Consigne:
Prolongez le texte ci-dessous consacré aux dérives du « charity business » en enchaînant directement après sa dernière phrase.

------ Texte fourni ------

Les dérives du « charity business »

Nous avons lu Frontières par Sylvie Brunel (Denoël, avril 2003, 442 pages, 19 euros)

L’auteur de Frontières, Sylvie Brunel, sait de quoi elle parle ! Agrégée de géographie, elle a écrit des ouvrages très documentés sur l’aide au développement, en particulier Une tragédie banalisée, la faim dans le monde (Seuil, 1991). Elle a aussi collaboré avec Médecins sans Frontières et dirigé à partir de 1989, l’association ACF (Action contre la Faim). Elle en a démissionné avec éclat l’an dernier, en 2002.

Frontières est un palpitant roman : le chassé-croisé d’un ingénieur et d’une infirmière au service d’une ONG dans un pays d’Afrique victime de la guerre civile. C’est aussi un essai dérangeant sur le « charity business » contemporain et les cruelles ambiguïtés qui pèsent sur les relations entre les ONG, les gouvernements occidentaux, les compagnies pétrolières et les dictatures locales (*).

Frontières offre sous couvert d’anonymat (associations, personnages et pays sont fictifs…) un regard sur l’arrière-cuisine de l’Histoire contemporaine.

À la lumière de son expérience personnelle à la tête d’une ONG (organisation non gouvernementale), l’auteur, Sylvie Brunel, montre la réalité qui se cache derrière une façade d’angélisme.

La façade, ce sont des présidents et des membres d’honneur choisis parmi des personnalités charismatiques et pleines de bonne volonté (Sylvie Brunel en a fait partie). La réalité, c’est une technostructure (les cadres opérationnels) qui échappe aux contrôles de commissaires aux comptes et d’actionnaires plus ou moins attentifs à l’utilisation de leurs deniers. Le résultat est une gestion au seul profit de la technostructure : siège luxueux, frais de mission exorbitants, comptes truqués, rapports de mission fantaisistes…

Ainsi, le « charity business » fonctionne selon les pires modalités du capitalisme (*) sauvage. Il tire ses profits :

– d’une part de l’exploitation de la mauvaise conscience occidentale, à coup de mailings larmoyants édités selon un marketing finement élaboré,

– d’autre part de l’aspiration de jeunes cadres à se dévouer au profit d’une cause généreuse et à courir le monde en quête d’aventures et d’exotisme.

------ Données sources ------

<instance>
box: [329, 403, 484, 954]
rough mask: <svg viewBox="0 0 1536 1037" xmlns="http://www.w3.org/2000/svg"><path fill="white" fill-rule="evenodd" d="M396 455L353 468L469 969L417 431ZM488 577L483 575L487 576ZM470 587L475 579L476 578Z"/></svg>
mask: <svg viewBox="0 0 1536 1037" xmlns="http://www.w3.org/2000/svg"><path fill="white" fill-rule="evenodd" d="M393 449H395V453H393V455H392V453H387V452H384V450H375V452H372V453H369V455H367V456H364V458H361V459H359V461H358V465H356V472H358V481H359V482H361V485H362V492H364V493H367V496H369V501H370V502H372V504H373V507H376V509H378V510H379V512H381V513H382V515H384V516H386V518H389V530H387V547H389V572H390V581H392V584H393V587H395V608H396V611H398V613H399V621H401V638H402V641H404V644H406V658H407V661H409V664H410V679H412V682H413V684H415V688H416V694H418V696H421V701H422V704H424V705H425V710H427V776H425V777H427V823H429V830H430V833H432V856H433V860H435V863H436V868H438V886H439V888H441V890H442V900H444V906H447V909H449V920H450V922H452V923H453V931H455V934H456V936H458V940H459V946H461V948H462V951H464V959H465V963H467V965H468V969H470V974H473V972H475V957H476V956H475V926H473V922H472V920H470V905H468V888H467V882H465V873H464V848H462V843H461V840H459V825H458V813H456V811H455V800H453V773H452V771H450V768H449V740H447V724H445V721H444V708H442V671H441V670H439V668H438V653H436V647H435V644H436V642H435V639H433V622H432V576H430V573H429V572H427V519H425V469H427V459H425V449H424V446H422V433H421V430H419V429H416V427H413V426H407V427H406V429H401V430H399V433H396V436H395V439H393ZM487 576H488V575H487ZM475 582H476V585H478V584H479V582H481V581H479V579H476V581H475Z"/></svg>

------

Résultat de l'exercice:
Sur le terrain, les dépenses des équipes de volontaires sont comprimées au maximum en vue d’améliorer la marge bénéficiaire de l’organisation. Cette présentation peut sembler excessive. C’est bien ainsi qu’apparaissent les ONG à la lecture de Sylvie Brunel. L’auteur ne précise pas si certaines seraient plus saines que d’autres. Faute de contrôle par des organismes indépendants, on ne peut que se fier à la bonne foi des unes et des autres… et à la qualité de leur communication (ou rendre visite à leur siège).

Le temps béni des colonies

En Afrique, en Afghanistan, à Haïti et ailleurs, les volontaires des ONG, héros du monde occidental, présentent des visages contrastés. Il y a les purs missionnaires, chastes et dévoués (l’infirmière de Frontières est de ceux-là). Et puis, il y les autres : aventuriers en quête d’exotisme et jeunes carriéristes qui veulent inscrire sur leur CV un passage par l’humanitaire (les employeurs apprécient). Au final, la vie des volontaires rappelle assez le « joli temps des colonies », n’était la misère environnante et l’insécurité liée aux guerres tribales.

Sylvie Brunel évoque le bordel devant lequel se garent plusieurs soirs par semaine les 4×4 des différentes ONG du secteur. Elle évoque aussi les abus sexuels sur les enfants assistés… Il y a quelques mois, la presse a révélé de tels abus dans les camps de réfugiés du Rwanda.

Massivement présentes dans une région fragile, les ONG peuvent en affaiblir l’économie. Sylvie Brunel montre comment la consommation des ONG fait flamber les prix de certaines denrées au détriment de la population locale. A Kaboul, en 2002, les journalistes ont constaté qu’il était devenu très difficile aux Afghans de se loger correctement, les volontaires occidentaux s’étant approprié à prix d’or les logements disponibles.

Manipulation

Le plus grave tient au rôle équivoque des ONG dans les régions troublées. Dans le roman Frontières, un chef de guerre tire parti de la famine pour obtenir une reconnaissance internationale et, partant, de l’argent et des armes pour ses troupes. Bernard Kouchner, fondateur de MSF (Médecins sans Frontières), a ressenti cette équivoque dès sa première intervention humanitaire en Afrique.

C’était en 1969, peu après que se soient retirées les puissances coloniales. Les « french doctors » intervenaient au Biafra, une province sécessionniste du Nigéria victime d’une épouvantable famine. L’émotion était grande dans les médias européens. Bernard Kouchner a pu constater que le général Ojukwu, chef de la sécession, faisait en sorte d’aggraver la famine de son peuple pour accroître l’émotion des Européens et obtenir de leur part un soutien diplomatique et financier plus consistant !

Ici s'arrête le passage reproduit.